_What is needed_
Retype the full set of records. Keep every character identical.

_Input data_

■ ■ ■ ■

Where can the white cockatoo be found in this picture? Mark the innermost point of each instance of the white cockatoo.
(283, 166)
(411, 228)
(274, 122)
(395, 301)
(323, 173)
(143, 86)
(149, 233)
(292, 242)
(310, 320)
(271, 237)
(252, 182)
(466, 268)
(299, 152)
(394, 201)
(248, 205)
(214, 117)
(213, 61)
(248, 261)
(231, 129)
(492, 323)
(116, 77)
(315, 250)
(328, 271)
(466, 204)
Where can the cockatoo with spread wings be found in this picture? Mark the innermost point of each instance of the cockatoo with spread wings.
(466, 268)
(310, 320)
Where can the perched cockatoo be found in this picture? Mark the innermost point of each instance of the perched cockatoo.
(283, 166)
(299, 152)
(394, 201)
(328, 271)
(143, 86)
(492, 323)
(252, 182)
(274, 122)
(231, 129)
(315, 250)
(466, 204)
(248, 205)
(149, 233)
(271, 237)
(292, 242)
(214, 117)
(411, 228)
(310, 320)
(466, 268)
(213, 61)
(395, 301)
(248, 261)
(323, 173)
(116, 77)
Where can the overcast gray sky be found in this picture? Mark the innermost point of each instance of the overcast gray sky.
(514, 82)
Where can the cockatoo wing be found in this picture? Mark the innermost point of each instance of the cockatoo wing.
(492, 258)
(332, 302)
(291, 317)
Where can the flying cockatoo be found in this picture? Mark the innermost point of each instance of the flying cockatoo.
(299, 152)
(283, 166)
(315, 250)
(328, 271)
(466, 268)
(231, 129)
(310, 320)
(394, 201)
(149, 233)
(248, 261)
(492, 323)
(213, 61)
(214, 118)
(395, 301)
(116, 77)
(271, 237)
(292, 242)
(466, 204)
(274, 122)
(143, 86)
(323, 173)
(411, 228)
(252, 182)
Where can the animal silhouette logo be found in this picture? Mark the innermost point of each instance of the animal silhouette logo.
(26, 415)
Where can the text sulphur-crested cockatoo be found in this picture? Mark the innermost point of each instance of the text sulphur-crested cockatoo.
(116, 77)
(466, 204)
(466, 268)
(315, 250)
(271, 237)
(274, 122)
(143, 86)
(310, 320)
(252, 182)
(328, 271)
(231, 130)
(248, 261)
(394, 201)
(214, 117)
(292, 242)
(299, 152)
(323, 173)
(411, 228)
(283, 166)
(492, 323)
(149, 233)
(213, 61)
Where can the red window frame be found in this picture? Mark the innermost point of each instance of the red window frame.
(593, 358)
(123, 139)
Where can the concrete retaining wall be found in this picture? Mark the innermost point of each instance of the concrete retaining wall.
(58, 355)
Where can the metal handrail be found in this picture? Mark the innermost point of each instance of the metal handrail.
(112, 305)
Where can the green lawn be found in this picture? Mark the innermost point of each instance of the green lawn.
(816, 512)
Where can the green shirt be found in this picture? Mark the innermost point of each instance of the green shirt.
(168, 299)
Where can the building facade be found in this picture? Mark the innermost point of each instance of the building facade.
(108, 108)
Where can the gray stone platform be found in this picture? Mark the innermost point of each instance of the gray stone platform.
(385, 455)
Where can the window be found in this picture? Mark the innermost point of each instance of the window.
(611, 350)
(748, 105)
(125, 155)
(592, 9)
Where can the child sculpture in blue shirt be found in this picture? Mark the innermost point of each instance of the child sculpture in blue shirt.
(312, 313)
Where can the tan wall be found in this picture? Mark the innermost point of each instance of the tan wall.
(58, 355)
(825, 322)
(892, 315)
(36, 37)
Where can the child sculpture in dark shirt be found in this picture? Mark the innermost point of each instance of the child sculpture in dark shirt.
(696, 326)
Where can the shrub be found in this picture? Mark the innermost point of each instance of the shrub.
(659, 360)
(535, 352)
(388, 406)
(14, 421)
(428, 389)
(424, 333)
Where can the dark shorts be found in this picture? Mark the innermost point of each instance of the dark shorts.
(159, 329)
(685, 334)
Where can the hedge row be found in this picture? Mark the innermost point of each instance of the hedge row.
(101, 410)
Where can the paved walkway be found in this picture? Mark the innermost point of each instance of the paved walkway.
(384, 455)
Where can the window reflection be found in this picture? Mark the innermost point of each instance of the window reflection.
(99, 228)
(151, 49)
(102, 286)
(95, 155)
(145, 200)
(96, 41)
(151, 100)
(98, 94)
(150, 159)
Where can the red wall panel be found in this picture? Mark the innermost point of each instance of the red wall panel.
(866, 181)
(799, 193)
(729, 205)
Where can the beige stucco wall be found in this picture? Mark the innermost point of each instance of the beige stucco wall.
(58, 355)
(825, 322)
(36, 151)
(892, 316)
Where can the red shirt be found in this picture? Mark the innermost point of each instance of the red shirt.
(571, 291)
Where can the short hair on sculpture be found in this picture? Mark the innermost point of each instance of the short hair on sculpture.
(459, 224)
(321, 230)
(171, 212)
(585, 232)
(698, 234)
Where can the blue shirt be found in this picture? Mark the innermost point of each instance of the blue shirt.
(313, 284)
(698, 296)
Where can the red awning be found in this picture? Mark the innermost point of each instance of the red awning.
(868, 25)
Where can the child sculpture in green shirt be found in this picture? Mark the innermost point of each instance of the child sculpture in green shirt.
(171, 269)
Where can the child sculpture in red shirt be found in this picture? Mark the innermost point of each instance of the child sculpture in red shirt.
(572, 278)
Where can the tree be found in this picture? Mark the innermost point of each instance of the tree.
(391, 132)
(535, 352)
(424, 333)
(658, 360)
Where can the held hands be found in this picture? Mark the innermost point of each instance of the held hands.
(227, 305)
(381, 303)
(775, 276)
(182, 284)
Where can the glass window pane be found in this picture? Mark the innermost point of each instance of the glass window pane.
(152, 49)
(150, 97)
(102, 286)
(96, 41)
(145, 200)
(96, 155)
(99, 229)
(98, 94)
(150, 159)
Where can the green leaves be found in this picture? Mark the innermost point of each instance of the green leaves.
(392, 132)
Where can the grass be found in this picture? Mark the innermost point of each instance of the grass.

■ ■ ■ ■

_Solution for this problem_
Where can the white cockatoo be found in this picture? Mark the innermost point of each instance of the white cockatoo.
(283, 166)
(411, 228)
(274, 122)
(395, 301)
(323, 173)
(143, 86)
(149, 233)
(292, 242)
(310, 320)
(271, 237)
(252, 182)
(466, 268)
(299, 152)
(394, 201)
(248, 205)
(214, 117)
(213, 61)
(248, 261)
(231, 129)
(492, 323)
(116, 77)
(315, 250)
(328, 271)
(466, 204)
Where can the cockatoo with spread wings be found in this picture? Mark the innermost point of each instance of the cockatoo with spread wings.
(466, 268)
(310, 320)
Where can the perched cockatoo be found in this picture? Mark the innermost point of each instance of the perched cockatoo.
(283, 166)
(299, 152)
(394, 201)
(328, 271)
(143, 86)
(492, 323)
(252, 182)
(274, 122)
(231, 129)
(315, 250)
(466, 204)
(248, 205)
(149, 233)
(271, 237)
(292, 242)
(214, 117)
(411, 228)
(310, 320)
(466, 268)
(213, 61)
(395, 301)
(248, 261)
(323, 173)
(116, 77)
Where can the overcast gray sky be found in this picture? Mark the innermost point of each instance of the overcast gray sky.
(514, 82)
Where can the cockatoo wing be found in this picture? Mark the innermost point of each instance of the cockatoo wing.
(492, 258)
(332, 302)
(291, 317)
Where can the flying cockatoo be found in this picture? Mark the innermost point of each instance of the flying cockatoo.
(299, 152)
(283, 166)
(315, 250)
(328, 271)
(466, 268)
(231, 129)
(310, 320)
(394, 201)
(149, 233)
(248, 261)
(492, 323)
(213, 61)
(214, 118)
(395, 301)
(116, 77)
(271, 237)
(292, 242)
(466, 204)
(274, 122)
(143, 86)
(323, 173)
(411, 228)
(252, 182)
Where can the animal silhouette logo be found in this picture? Mark the innermost point of each instance of the animal silhouette logo.
(26, 415)
Where can the text sulphur-crested cockatoo be found in this picture? Mark the innermost point of each instance of the text sulphur-crested cockatoo.
(116, 77)
(466, 204)
(466, 268)
(315, 250)
(271, 237)
(274, 122)
(143, 86)
(310, 320)
(252, 182)
(328, 271)
(231, 130)
(248, 261)
(394, 201)
(214, 117)
(292, 242)
(299, 152)
(323, 173)
(411, 228)
(283, 166)
(492, 323)
(149, 233)
(213, 61)
Where can the red window frame be found in this picture? Mark the innermost point of each instance of the red window frame.
(593, 358)
(123, 139)
Where can the concrete retaining wall be found in this picture? Mark the innermost point of each instance of the concrete retaining wall.
(58, 355)
Where can the metal handrail be found in this picture? Mark the innermost point of each instance of the metal handrail.
(112, 305)
Where can the green lawn be found in this picture? Mark the innermost point of each instance of the green lawn.
(816, 512)
Where can the green shirt be found in this picture? Mark the innermost point of each instance of the green shirt.
(168, 299)
Where can the building facade be found in this picture? Mark the innermost point of each instance of the building facade.
(108, 108)
Where can the gray stone platform be found in this picture? Mark the innermost point of each instance of the gray stone platform.
(385, 455)
Where can the window be found in this picture? Mark the innermost point of each instance of the window.
(611, 350)
(748, 105)
(125, 155)
(592, 9)
Where can the child sculpture in blue shirt be found in this picture? Mark the innermost point of each instance of the child sculpture in blue shirt.
(312, 313)
Where can the tan wall be found in this picture? Mark the innermost point of each instance of the tan wall.
(58, 355)
(825, 322)
(892, 315)
(36, 37)
Where can the child sculpture in dark shirt be found in this picture? Mark the innermost point of each instance of the child sculpture in dark shirt.
(696, 326)
Where can the shrub be found in this picture? Mark the innermost point of each instance of the shrub.
(659, 360)
(535, 352)
(388, 406)
(14, 421)
(428, 389)
(424, 333)
Where can the dark shorts be found in this picture? Mark the innermost point of each instance of the dark shorts.
(159, 329)
(685, 334)
Where can the hedge row be found in this picture? Mark the innermost point of each instance of the hedge row.
(101, 410)
Where can the paved walkway be found in this picture? Mark the innermost point of each instance of the paved walkway.
(384, 455)
Where can the window reflection be found in this picture? Mark the innermost point of each instance of the window reflection.
(99, 228)
(151, 49)
(102, 286)
(95, 155)
(145, 200)
(96, 41)
(151, 100)
(98, 94)
(150, 159)
Where can the red wall panel be found in this picture? Mark the innermost point of each instance of the red wall panel.
(866, 181)
(799, 193)
(729, 205)
Where can the beige stucco wall be found in this picture? Mark the innermost point of each instance of the beige stucco wall.
(58, 355)
(825, 322)
(36, 151)
(892, 316)
Where can the red shirt be found in this picture? Mark the innermost point of each instance of the red shirt.
(571, 291)
Where can the short hair on sculpture be found in this picture? Mark the innermost point of each instance of the short hair on sculpture.
(459, 224)
(321, 230)
(171, 212)
(585, 232)
(698, 234)
Where can the blue shirt be found in this picture? Mark the innermost point of each instance of the blue shirt.
(313, 284)
(698, 296)
Where can the red awning be found in this picture? Mark the innermost point of each instance of the red awning.
(868, 25)
Where can the child sculpture in green shirt be found in this picture? Mark the innermost point of each instance of the child sculpture in green shirt.
(171, 269)
Where can the child sculpture in red shirt be found in this picture? Mark the innermost point of each instance of the child sculpture in red shirt.
(572, 278)
Where can the tree be found in this picture? Mark the innermost point of each instance of the tree.
(391, 132)
(535, 352)
(424, 333)
(658, 360)
Where can the held hands be found in this picture? Mark the innermost point of each instance of the held hands.
(227, 305)
(381, 303)
(775, 276)
(182, 284)
Where can the glass window pane be found in this picture? Mark the innermost point of each instance of the glass window pane.
(152, 49)
(150, 97)
(102, 286)
(96, 41)
(145, 200)
(96, 155)
(99, 229)
(98, 94)
(150, 159)
Where can the green leaves be found in this picture? Mark the innermost point of each instance of the green leaves.
(392, 132)
Where can the grass be found in this picture? Mark the innermost point of each instance of the grass.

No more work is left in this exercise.